::: PAGE :::

Utah Court of Appeals
Oct 18, 2007
2007 UT App. 336 (Utah Ct. App. 2007)

Summary

stating that an employee seeking relief from a disciplinary termination “must show either that the facts do not support the action taken by [employer] or that the charges do not warrant the sanction imposed”

Summary of this case from Brown v. Sandy City Appeal Bd.

Opinion

No. 20060434-CA.

October 18, 2007.

D. Bruce Oliver, Salt Lake City, for Petitioner.

Douglas J. Holmes, Ogden, for Respondent Ogden City Civil Service Commission.

Stanley J. Preston, Camille N. Johnson, and Judith D. Wolferts, Salt Lake City, for Respondents Ogden City Corporation, Ogden City Fire Department, and Fire Chief Mike Mathieu.

Before Judges DAVIS, ORME, and THORNE.


OPINION


¶ 1 Plaintiff Daniel Harmon appeals the decision of the Ogden Civil Service Commission (the Commission), affirming the decision of Chief Mathieu (the Chief) of the Ogden City Fire Department (the Fire Department) to terminate Harmon. Harmon asserts that termination was a disproportionate sanction here and that his civil rights were violated through the disciplinary procedures taken. We affirm.

BACKGROUND

¶ 2 On September 8, 2000, the Fire Department received a complaint alleging that Harmon, a captain, had sexually harassed a subordinate female employee two years prior. The Fire Department initiated an investigation into the matter, which investigation revealed several incidents over Harmon's twenty-one year career wherein he had acted inappropriately, including: (1) failing to attend multiple mandatory training meetings; (2) allowing female entertainers to pose topless with Fire Department employees while he was acting as an official of the Fire Fighter's Union at a fundraiser for the Muscular Dystrophy Association (the MDA Incident); (3) filling an empty bottle of weedkiller, which he knew was intended for his former supervisor, with his urine (the Weedkiller Incident); (4) publicly urinating into a drafting pit during a training session (the Drafting Pit Incident); (5) urinating into a shower stall that was occupied by one of his colleagues (the Shower Stall Incident); (6) allowing a female firefighter to make lewd references to a zucchini, and countering her remarks with his own (the Zucchini Incident); and (7) allowing and participating in activities where clothed male employees would imitate sexual intercourse with each other (the Horseplay Incidents). Two hearings were held within the Fire Department regarding Harmon's actions, which hearings resulted in his termination. Harmon appealed the Fire Department's decision to the Commission pursuant to Utah Code section 10-3-1012(2). See Utah Code Ann. § 10-3-1012(2) (2003).

:::

# [WORK TO BE COMPLETED]
According to the court opinion, on what date did the Fire Department receive the complaint against Harmon?

::: RECORDED INFORMATION :::

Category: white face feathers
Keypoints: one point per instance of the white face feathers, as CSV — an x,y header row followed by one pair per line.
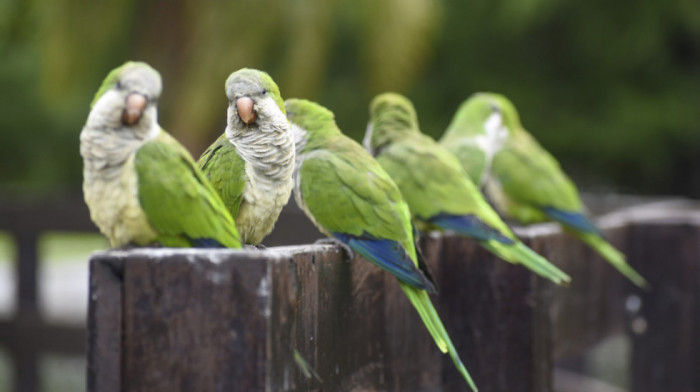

:::

# [REPLY TO THE TASK]
September 8, 2000